> EXERCISE GOAL
The lines to find are those in the entries that hold the word "after"; copy every one of them.

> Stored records
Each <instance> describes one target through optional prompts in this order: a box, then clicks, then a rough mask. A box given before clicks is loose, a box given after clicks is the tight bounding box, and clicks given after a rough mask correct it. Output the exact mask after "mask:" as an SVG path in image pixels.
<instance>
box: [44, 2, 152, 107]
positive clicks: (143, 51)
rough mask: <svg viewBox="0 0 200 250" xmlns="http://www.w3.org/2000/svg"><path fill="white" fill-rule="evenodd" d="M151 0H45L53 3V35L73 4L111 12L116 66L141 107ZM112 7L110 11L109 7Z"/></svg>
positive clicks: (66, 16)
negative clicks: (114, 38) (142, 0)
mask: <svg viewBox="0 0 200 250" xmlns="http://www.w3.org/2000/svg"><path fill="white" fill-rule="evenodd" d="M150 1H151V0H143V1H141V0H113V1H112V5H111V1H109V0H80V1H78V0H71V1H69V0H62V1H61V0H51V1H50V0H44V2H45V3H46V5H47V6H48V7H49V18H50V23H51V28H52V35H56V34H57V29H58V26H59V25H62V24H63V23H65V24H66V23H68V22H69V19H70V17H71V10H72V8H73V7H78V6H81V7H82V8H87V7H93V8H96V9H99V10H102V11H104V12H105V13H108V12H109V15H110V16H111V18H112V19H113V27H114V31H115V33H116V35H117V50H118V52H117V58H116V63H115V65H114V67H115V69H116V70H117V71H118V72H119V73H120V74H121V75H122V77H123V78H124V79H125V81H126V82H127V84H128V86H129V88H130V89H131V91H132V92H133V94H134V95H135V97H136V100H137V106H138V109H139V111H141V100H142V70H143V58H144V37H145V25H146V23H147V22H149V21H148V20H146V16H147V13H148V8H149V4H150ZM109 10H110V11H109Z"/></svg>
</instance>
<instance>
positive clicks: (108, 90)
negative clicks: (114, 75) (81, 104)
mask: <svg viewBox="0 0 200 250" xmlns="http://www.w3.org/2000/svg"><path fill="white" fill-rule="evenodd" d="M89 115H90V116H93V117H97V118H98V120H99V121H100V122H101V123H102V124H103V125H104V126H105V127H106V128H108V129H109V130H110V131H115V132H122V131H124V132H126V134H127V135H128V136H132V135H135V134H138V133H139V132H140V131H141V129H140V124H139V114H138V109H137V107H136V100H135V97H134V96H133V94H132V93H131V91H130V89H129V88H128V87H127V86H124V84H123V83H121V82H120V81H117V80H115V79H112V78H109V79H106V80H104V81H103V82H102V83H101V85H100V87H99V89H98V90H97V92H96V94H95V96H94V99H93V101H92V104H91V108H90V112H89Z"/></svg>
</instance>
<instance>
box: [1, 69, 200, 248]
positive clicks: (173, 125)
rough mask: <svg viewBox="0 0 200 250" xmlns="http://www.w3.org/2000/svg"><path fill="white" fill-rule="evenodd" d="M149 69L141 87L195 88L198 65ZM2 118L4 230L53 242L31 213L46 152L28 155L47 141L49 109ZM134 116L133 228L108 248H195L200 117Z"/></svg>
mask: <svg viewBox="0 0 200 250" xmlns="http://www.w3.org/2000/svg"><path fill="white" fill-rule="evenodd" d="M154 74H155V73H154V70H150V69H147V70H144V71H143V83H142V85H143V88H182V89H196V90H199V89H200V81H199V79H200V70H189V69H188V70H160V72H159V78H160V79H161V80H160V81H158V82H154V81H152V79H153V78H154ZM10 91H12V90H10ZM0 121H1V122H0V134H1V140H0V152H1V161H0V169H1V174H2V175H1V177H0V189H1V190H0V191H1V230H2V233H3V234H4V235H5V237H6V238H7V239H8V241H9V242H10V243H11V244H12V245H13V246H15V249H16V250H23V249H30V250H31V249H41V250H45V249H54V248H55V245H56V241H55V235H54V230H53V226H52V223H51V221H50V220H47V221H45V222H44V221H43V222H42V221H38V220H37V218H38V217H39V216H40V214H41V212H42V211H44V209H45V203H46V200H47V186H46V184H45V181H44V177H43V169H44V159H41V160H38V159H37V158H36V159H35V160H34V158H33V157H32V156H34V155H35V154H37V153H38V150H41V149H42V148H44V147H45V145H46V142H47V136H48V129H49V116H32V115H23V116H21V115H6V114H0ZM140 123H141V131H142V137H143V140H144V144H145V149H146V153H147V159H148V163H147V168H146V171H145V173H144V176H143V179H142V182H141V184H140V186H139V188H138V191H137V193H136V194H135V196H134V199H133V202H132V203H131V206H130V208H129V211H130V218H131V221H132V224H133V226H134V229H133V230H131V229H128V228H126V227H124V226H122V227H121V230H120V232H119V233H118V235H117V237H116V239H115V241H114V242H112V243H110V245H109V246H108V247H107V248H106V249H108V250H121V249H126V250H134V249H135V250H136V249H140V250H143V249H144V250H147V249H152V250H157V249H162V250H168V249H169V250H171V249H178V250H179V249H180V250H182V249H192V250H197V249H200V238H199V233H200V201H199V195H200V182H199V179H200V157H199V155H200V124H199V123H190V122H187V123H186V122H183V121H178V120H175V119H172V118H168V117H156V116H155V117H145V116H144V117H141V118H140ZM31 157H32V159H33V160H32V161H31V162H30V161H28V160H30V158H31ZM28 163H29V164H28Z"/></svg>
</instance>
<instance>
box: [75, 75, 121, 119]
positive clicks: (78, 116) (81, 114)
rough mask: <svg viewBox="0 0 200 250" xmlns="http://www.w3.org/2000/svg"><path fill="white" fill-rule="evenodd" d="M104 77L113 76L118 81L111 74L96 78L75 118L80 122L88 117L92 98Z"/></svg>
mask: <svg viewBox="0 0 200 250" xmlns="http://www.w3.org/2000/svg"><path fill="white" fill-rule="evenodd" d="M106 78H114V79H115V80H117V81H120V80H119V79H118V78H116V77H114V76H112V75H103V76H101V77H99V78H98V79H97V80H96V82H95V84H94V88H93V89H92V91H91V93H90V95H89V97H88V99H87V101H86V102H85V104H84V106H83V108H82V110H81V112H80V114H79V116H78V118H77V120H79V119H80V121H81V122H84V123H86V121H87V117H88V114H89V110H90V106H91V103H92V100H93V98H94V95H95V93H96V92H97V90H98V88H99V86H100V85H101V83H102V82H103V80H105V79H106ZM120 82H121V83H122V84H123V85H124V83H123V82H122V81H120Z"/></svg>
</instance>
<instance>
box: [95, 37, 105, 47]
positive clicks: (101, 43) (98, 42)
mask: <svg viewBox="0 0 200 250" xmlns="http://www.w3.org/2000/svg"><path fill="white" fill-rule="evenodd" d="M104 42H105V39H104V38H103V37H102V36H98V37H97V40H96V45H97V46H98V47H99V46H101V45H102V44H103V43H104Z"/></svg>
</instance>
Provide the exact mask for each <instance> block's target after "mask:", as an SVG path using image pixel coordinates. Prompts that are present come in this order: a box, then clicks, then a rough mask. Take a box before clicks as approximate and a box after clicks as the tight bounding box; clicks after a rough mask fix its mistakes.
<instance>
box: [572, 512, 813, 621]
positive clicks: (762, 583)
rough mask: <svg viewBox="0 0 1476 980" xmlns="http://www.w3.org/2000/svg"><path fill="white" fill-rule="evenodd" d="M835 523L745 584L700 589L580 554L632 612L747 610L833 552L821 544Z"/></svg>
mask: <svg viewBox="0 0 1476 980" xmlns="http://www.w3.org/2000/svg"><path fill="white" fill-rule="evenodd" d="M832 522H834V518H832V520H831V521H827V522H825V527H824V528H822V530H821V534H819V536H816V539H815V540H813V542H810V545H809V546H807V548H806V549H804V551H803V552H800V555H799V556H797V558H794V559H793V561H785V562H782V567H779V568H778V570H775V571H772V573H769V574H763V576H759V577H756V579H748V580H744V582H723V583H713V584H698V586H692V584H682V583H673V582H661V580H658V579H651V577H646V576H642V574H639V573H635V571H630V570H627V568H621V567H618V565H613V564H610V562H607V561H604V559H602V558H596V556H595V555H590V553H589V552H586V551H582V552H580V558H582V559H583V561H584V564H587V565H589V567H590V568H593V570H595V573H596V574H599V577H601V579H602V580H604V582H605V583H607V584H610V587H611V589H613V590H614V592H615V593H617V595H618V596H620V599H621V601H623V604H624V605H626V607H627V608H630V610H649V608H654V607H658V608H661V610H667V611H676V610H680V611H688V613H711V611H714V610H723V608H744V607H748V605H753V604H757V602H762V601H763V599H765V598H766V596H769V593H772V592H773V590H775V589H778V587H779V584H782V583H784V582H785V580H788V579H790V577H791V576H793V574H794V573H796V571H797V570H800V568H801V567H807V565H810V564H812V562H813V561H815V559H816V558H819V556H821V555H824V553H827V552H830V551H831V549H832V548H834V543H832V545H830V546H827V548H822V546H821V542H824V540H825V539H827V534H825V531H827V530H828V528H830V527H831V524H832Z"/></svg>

> RESPONSE BELOW
Each <instance> describes one target through optional prompts in this order: a box, then clicks, then a rough mask. A box given before clicks is loose, a box given after clicks is the tight bounding box, and clicks given after a rough mask correct it. Output the exact mask after "mask:" as an SVG path in image pixels.
Provide the exact mask for each <instance> block's target after "mask:", as an SVG path using image pixel coordinates. Prompts that are present come in this order: a box, then clicks, then a rough mask. Take a box before clicks as approximate and a box after clicks as the tight bounding box; clicks after a rough mask fix its mistakes.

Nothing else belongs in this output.